■ **REQUIRED WORK**: Swap every "pick planner" in the material below for "grasp planner", and reproduce all the lines with nothing else changed.

+++ SUPPLIED INFORMATION

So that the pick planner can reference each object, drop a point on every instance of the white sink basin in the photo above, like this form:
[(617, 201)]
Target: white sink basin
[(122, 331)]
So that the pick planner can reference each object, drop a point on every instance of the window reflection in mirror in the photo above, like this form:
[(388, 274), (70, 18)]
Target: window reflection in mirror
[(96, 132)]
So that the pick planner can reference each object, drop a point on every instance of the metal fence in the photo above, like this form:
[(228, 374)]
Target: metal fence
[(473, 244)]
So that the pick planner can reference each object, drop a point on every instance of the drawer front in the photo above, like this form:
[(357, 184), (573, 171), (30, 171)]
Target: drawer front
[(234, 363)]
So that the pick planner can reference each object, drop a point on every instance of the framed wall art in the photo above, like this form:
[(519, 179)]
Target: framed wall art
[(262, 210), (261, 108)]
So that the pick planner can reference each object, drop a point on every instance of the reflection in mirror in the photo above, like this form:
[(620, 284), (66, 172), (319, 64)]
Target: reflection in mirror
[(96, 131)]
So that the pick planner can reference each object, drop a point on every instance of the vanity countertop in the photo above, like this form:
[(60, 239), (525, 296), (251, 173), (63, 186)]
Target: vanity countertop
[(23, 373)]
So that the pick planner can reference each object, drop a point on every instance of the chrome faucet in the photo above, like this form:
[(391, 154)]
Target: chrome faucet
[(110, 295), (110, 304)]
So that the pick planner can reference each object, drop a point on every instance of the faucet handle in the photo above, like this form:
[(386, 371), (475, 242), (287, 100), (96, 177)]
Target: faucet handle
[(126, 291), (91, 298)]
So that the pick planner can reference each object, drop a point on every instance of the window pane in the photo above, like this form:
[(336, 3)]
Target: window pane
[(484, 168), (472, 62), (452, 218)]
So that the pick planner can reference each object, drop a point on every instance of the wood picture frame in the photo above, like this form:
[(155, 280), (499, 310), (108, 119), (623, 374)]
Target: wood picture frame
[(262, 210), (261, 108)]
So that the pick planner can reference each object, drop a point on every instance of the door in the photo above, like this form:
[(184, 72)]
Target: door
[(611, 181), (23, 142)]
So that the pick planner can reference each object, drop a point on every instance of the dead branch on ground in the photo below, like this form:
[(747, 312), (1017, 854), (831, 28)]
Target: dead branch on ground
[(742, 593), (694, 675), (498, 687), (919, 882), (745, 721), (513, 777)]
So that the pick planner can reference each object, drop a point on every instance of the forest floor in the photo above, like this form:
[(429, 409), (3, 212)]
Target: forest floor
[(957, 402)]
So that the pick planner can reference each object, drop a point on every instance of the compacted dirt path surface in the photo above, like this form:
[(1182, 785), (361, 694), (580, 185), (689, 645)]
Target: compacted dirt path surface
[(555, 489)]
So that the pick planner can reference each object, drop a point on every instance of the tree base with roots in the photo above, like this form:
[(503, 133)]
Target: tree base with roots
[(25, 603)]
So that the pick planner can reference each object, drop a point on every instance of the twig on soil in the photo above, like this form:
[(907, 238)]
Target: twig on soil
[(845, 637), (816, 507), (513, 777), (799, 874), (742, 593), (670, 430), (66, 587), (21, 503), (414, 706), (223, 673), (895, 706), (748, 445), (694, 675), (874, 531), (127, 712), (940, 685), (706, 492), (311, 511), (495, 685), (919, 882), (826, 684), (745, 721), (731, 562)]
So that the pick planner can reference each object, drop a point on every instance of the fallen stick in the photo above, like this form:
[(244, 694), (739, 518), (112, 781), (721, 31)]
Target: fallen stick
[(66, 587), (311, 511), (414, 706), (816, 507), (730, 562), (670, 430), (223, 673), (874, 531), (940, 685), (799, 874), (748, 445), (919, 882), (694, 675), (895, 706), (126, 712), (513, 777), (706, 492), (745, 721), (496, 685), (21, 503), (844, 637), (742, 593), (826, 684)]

++++++

■ **FINISHED TASK**:
So that the grasp planner can reference each object, drop a point on every instance of the white sink basin in the photo above, like this form:
[(617, 201)]
Target: white sink basin
[(122, 331)]
So that the grasp planner can reference each object, drop a point on every instance of the window reflection in mirror in the photo above, like this form:
[(388, 274), (70, 18)]
Target: window reflection in mirror
[(96, 132)]
So that the grasp planner can reference each object, drop a point on every instance of the metal fence in the photo above, like this form:
[(228, 374)]
Target: metal fence
[(473, 244)]
So that the grasp planner can reference each object, drop a point on every instance of the drawer front in the photo above, like this form:
[(357, 184), (573, 171), (30, 171)]
Target: drawer front
[(234, 363)]
So that the grasp planner can reference each object, drop a point on every instance of the framed wall art in the photo above, like this form:
[(519, 179)]
Target: framed wall art
[(262, 210), (261, 108)]
So that the grasp planner can reference each object, drop a point on every instance of the reflection in mirror in the photo above, like this form:
[(620, 284), (66, 172), (319, 64)]
Target: reflection in mirror
[(96, 131)]
So that the grasp planner can reference each object, drop a point on every instance of the vanity countertop in the photo above, like this form:
[(60, 239), (525, 296), (251, 173), (63, 186)]
Target: vanity countertop
[(23, 373)]
So that the grasp planner can reference each object, drop a point on every instance of the chrome faucet in the photo above, like this form:
[(391, 154)]
Target: chrome faucet
[(110, 295), (110, 304)]
So that the grasp planner can reference each object, drop a point on every instance of the faucet handle in the photo above, like this form:
[(386, 371), (475, 242), (287, 100), (96, 177)]
Target: faucet handle
[(126, 291), (91, 298)]
So that the grasp planner can reference each object, drop a point on every instance of the window pane in the photo above, like this form:
[(336, 3)]
Target: window pane
[(484, 168), (472, 62), (452, 218)]
So that the grasp planner can reference each object, drop a point on every instance of the wood picture frame in the photo above, like this form:
[(155, 280), (499, 310), (108, 119), (623, 374)]
Target: wood picture frame
[(262, 210), (261, 108)]
So that the grasp planner can reference each object, drop a point on every instance of the door in the photo above, like this form:
[(184, 72)]
Target: door
[(611, 181), (23, 142)]
So that the grasp planner can reference each object, drop a point on every instance of the dead branch on ground in the photo below, like this form:
[(747, 312), (1017, 854), (831, 28)]
Target: dead branch on ground
[(742, 593), (694, 675), (498, 687), (919, 882), (745, 721), (513, 777)]
So that the grasp planner can reference each object, drop a point on every instance of the forest floor in the photo above, like this form:
[(429, 409), (3, 212)]
Target: forest floor
[(957, 402)]
So that the grasp planner can reference each object, drop a point on every instance of the compacted dirt path surface in the photo above, like this form:
[(1182, 785), (361, 694), (580, 185), (689, 645)]
Target: compacted dirt path surface
[(555, 489)]
So that the grasp planner can reference each object, drop a point on every instance of the tree base with roots in the photo above, like this form:
[(503, 133)]
Target: tree base with roots
[(25, 603)]
So that the grasp planner can reference each object, drop a point on every instance of the twig on soil in the photo above, like this form:
[(907, 238)]
Target: twig on soil
[(845, 637), (816, 507), (513, 777), (799, 874), (742, 593), (670, 430), (66, 587), (21, 503), (414, 706), (223, 673), (895, 706), (748, 445), (694, 675), (874, 531), (127, 712), (940, 685), (706, 492), (311, 511), (495, 685), (919, 882), (826, 684), (745, 721), (731, 562)]
So that the grasp planner can reference each object, drop a point on every instance of the fallen stick in the photo above, like this form:
[(244, 694), (739, 518), (112, 781), (721, 31)]
Target: fallen stick
[(66, 587), (311, 511), (414, 706), (816, 507), (730, 562), (670, 430), (223, 673), (874, 531), (940, 685), (799, 874), (748, 445), (919, 882), (694, 675), (895, 706), (126, 712), (513, 777), (706, 492), (745, 721), (496, 685), (21, 503), (844, 637), (742, 593), (826, 684)]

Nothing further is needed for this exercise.